> WRITTEN REQUEST
Report every line in the entries below that contains the word "white", treating uppercase and lowercase letters as different.

> MATERIAL PROVIDED
- - - -
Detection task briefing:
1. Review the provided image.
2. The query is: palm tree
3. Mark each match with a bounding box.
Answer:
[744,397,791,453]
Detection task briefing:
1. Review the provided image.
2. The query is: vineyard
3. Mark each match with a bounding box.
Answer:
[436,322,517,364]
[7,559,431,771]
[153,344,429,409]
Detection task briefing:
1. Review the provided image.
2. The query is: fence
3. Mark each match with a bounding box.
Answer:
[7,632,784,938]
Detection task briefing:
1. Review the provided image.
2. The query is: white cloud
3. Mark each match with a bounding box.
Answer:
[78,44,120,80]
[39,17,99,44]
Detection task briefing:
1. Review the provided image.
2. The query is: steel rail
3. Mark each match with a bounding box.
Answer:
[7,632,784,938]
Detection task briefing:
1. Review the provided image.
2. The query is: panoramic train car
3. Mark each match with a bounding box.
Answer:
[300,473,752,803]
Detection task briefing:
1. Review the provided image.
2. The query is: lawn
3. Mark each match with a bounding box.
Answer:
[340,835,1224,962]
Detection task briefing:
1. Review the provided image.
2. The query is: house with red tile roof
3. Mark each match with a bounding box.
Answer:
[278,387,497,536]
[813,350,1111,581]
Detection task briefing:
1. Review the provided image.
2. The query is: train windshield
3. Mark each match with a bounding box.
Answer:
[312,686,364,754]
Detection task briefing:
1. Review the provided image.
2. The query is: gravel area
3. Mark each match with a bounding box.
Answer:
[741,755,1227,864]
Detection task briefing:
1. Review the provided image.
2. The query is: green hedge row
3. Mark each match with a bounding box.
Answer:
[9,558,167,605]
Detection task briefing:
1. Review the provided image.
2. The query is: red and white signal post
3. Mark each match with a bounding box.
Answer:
- - - -
> RESPONSE TO THIS TASK
2. The query is: white cloud
2. The query is: red and white signal post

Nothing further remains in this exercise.